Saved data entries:
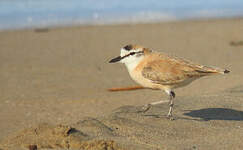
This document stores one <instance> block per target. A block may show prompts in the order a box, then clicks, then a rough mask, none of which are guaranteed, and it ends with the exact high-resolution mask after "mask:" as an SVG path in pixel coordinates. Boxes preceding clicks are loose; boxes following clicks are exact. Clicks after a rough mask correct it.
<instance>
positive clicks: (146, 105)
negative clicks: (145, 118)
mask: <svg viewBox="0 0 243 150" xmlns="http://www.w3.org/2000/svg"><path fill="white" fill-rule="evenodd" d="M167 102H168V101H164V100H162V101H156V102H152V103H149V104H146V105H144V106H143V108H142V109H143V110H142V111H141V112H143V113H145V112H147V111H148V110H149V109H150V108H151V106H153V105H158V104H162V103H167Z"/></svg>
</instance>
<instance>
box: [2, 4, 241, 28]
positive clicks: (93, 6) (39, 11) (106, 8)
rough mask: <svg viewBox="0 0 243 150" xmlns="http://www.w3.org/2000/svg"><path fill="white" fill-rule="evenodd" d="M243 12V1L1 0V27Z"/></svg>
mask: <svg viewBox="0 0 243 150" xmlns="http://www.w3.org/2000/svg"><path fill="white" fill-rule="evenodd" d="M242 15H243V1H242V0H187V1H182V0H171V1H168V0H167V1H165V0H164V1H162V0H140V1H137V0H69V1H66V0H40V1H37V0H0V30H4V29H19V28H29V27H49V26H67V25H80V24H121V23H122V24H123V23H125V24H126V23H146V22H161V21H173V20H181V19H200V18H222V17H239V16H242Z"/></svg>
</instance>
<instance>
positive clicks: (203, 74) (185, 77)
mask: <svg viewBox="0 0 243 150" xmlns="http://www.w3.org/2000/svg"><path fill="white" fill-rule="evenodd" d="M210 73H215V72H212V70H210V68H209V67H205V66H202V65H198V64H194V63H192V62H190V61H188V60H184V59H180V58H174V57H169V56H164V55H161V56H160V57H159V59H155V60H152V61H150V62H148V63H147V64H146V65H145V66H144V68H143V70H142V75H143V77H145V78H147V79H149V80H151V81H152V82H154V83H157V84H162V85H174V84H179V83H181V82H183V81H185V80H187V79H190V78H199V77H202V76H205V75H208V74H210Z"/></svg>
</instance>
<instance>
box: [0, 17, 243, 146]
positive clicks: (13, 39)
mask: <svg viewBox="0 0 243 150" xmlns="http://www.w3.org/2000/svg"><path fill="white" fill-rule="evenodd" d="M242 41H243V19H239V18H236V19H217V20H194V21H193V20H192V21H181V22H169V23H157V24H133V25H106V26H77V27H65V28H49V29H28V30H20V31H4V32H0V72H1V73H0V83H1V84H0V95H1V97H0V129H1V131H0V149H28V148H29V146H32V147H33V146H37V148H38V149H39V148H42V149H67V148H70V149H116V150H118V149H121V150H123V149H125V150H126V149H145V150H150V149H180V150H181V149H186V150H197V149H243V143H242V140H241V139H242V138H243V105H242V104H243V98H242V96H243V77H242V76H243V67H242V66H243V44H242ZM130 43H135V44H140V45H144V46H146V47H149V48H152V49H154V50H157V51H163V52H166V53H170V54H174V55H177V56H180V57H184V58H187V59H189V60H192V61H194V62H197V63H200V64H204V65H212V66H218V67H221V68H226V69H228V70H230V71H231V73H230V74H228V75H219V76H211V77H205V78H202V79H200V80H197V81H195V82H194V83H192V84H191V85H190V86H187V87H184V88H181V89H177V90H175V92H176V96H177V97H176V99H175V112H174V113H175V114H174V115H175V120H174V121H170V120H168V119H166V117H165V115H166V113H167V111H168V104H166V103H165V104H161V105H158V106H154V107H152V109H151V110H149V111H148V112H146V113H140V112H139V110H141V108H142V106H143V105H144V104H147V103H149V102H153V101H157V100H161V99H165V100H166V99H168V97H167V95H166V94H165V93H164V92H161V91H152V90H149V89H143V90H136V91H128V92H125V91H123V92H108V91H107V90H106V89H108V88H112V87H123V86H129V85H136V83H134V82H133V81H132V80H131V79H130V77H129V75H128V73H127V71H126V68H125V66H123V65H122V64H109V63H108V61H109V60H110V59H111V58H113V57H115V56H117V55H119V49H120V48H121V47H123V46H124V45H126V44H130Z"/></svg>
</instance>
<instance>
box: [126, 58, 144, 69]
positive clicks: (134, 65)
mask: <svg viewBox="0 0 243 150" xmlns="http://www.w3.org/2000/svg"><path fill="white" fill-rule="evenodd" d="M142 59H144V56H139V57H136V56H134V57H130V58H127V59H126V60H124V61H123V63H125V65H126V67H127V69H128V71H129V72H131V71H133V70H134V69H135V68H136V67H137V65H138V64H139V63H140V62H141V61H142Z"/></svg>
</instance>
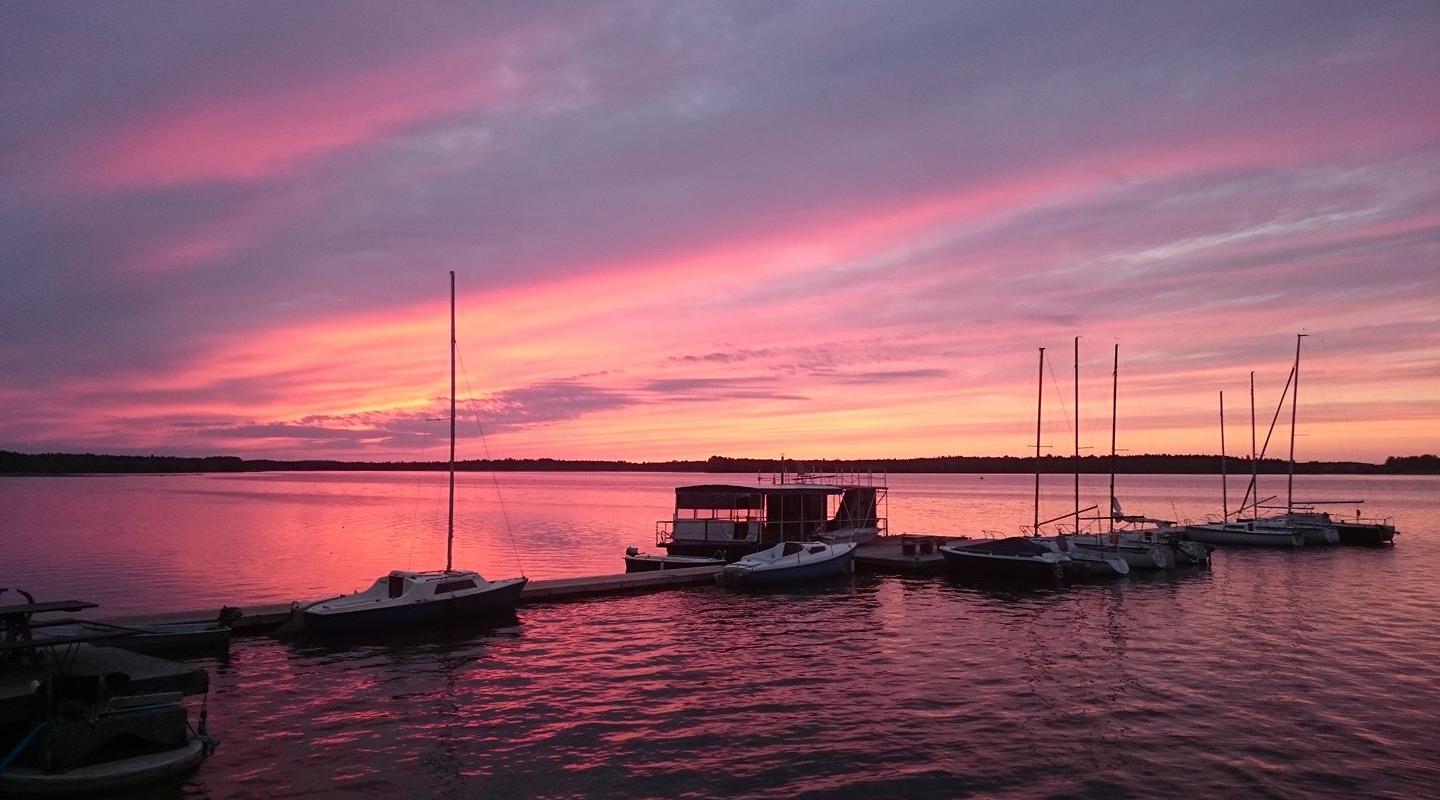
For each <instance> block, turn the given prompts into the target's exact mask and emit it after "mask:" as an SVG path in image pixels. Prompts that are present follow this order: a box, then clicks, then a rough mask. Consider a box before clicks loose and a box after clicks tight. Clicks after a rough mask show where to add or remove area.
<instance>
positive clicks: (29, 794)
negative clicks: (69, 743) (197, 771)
---
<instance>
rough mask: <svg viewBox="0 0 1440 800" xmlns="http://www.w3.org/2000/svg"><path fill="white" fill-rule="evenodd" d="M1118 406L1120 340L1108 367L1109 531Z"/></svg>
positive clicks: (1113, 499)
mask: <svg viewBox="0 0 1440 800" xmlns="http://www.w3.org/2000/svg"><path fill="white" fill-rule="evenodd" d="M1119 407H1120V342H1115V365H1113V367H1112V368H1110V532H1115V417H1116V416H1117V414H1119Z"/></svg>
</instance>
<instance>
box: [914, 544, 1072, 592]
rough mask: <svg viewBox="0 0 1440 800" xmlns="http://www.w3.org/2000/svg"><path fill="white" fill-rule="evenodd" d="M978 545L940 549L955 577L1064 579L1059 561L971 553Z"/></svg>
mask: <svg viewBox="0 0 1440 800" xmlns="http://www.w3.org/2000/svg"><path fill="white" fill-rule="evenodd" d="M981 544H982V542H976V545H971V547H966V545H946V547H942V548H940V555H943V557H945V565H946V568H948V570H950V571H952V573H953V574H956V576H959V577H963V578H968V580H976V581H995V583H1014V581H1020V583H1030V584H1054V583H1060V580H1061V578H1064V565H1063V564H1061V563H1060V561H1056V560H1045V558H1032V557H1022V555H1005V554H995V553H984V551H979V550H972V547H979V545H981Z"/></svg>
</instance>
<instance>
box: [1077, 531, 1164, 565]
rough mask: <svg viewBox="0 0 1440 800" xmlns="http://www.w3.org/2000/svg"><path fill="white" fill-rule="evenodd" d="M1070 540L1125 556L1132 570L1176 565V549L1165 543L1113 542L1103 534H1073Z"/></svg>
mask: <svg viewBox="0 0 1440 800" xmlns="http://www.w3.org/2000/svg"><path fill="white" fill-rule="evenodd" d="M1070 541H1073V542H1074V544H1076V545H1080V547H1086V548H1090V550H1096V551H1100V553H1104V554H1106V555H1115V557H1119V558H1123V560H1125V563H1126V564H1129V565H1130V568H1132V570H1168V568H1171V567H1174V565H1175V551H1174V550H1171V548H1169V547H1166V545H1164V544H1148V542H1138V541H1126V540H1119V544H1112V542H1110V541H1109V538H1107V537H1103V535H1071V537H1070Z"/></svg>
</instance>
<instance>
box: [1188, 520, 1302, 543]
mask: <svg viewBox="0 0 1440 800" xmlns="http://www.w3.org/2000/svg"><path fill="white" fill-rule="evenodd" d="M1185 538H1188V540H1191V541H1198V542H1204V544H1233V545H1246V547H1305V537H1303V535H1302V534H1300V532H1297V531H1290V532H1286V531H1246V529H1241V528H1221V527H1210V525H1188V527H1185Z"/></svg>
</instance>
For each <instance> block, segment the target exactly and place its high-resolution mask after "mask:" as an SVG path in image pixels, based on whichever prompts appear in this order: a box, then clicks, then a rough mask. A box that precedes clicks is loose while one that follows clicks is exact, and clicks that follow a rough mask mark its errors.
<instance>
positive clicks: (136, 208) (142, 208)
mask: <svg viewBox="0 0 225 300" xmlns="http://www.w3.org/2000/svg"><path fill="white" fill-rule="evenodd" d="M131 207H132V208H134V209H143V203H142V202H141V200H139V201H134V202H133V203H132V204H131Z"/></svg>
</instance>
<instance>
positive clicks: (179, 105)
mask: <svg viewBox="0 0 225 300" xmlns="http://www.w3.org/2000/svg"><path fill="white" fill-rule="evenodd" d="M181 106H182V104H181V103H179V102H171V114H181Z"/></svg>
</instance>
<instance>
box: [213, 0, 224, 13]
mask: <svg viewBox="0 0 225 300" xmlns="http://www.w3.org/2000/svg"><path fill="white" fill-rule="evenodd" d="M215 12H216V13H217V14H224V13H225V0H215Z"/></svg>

*EXERCISE AIM*.
Copy all lines from the entries that contain the word "each".

*RESPONSE TO THIS EXERCISE*.
For each <instance> block, turn the given prompts into the target's exact mask and emit it after "mask:" as an SVG path in image pixels. Prompts that are present follow this order: a box, then clicks, then a rough mask. Consider a box before clicks loose and a box after clicks tight. Clicks after a rough mask show where to add or remove area.
For each <instance> block, segment the target exactly and place its high-resolution mask after "mask:" as an SVG path in image pixels, based on whichever prompts appear in this order: a box, then clicks, then a rough mask. A box that precedes clicks is loose while one that follows clicks is exact, and clicks that follow a rough mask mark its errors.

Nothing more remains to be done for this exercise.